Jensen Huang keynote at CES 2025 [video]
122 points by subharmonicon 5 days ago | 74 comments
  • behnamoh 5 days ago |
    I liked this part:

        "one small step at a time, and one giant leap, together."
    
    I didn't like this part:

        5090 for $2000, about $500 more than 4090 when it was announced.
    
    They didn't mention VRAM amount though, and I doubt it's more than 24GB. If Apple M4 Ultra gets close to 1.8 TB/s bandwidth of 5090, it'll crush GeForce once and for all (and for good).

    Also nitpick: the opening video said tokens are responsible for all AI, but that only applies to a subset of AI models...

    • jsheard 5 days ago |
      It's 32GB, that was leaked well before the event.

      > If Apple M4 Ultra gets close to 1.8 TB/s bandwidth of 5090

      If past trends hold (Ultra = 2x Max) it'll be around 1.1 TB/s, so closer to the 4090.

      • behnamoh 5 days ago |
        Jensen didn't talk about it. Maybe he knows it's embarrassingly low. Everyone knows nvidia won't give us more VRAM to avoid cannibalizing their enterprise products.
        • aseipp 11 hours ago |
          The official specs for the 5090 have been out for days on nvidia.com, and they explicitly state it's 32GB of GDDR7 with a 512-bit bus, for a total of 1.8TB/s of bandwidth.
          • behnamoh 9 hours ago |
            32GB is still not a lot.

Dataset extract:
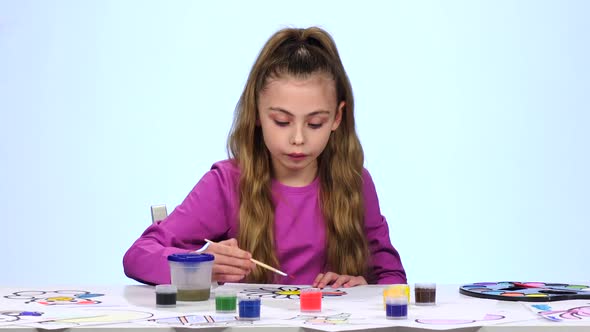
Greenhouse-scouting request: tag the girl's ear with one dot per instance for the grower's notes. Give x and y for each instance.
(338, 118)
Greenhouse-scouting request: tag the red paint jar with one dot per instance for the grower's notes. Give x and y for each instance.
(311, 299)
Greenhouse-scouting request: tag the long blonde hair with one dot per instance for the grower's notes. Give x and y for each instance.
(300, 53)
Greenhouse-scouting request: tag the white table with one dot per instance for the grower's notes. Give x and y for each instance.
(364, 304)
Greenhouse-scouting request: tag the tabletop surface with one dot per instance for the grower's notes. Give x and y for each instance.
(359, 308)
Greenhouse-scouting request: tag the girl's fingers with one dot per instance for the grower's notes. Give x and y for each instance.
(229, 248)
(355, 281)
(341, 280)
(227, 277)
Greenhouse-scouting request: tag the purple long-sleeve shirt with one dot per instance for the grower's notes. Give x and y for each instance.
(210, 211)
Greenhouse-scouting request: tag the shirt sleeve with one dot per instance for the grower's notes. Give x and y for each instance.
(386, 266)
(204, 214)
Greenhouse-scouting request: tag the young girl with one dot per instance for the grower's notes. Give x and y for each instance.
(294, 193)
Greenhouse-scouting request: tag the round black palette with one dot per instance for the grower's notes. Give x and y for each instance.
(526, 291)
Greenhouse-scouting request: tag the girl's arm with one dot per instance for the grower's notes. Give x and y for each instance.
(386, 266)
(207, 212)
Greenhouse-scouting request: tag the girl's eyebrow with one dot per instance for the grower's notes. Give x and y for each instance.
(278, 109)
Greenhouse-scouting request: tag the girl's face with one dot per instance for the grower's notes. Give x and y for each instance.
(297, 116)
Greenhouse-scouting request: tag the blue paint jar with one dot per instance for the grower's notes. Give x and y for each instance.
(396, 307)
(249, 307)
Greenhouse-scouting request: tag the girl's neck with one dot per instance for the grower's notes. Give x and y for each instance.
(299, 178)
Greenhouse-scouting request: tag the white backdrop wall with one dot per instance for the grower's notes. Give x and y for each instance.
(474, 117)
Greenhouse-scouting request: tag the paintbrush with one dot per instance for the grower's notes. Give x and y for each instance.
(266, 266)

What you will do:
(1) In the CES keynote thread, update the passage starting at "They didn't mention" and ending at "(and for good)." by changing "VRAM" to "memory".
(2) Translate this sentence from the CES keynote thread into Spanish: "Everyone knows nvidia won't give us more VRAM to avoid cannibalizing their enterprise products."
(3) Pick up the CES keynote thread after its last comment by writing the next reply.

Task-by-task answers:
(1)
They didn't mention memory amount though, and I doubt it's more than 24GB. If Apple M4 Ultra gets close to 1.8 TB/s bandwidth of 5090, it'll crush GeForce once and for all (and for good).

(2) Todo el mundo sabe que nvidia no nos dará más VRAM para no canibalizar sus productos empresariales.

(3)
            • BryanLegend 9 hours ago |
              "640k should be enough for anybody"
            • Jedd 5 hours ago |
              This feels like a weird complaint, given you started by saying it was 24GB, and then argued that the person who told you it was actually 32GB was making that up.
              • behnamoh 2 hours ago |
                Looks like Nvidia did a simple calculation:

                    32GB (for 5090) / 24GB (for 4090) ≃ 1.33
                
                Then multiply 4090's price by that:

                    $1500 × 1.33 ≃ $2000
                
                All else equal, this means that price per GB of VRAM stayed the same. But in reality, other things improved too (like the bandwidth) which I appreciate.

                I just think that for home AI use, 32GB isn't that helpful. In my experience and especially for agents, models at 32B parameters just start to be useful. Below that, they're useful only for simple tasks.

      • qingcharles 5 hours ago |
        It makes for a hard choice. M4 Ultra with say 128GB of RAM vs ... 2 x 5090 with 64GB of RAM for about the same price?

        More tokens/sec on the dual 5090, but way bigger model on the M4.

        Plus the dual 5090 might trip your breakers.

        • smallmancontrov an hour ago |
          If anyone in this thread had watched the linked video or even read a summary, they ought to be at least talking about the DIGITS announcement.

          128GB of VRAM for $3000.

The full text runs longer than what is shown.